**WORK TO COMPLETE:** Rewrite all of the lines below, including the requests, and shift every coordinate in the answers by adding 115 to it.

[Excerpts from point annotation data]
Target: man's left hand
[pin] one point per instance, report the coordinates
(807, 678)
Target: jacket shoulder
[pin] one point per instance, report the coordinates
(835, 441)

**TASK RESULT:**
Target: man's left hand
[pin] one point per instance, report the coordinates
(922, 793)
Target: jacket shoulder
[pin] one point per instance, report the coordinates
(950, 556)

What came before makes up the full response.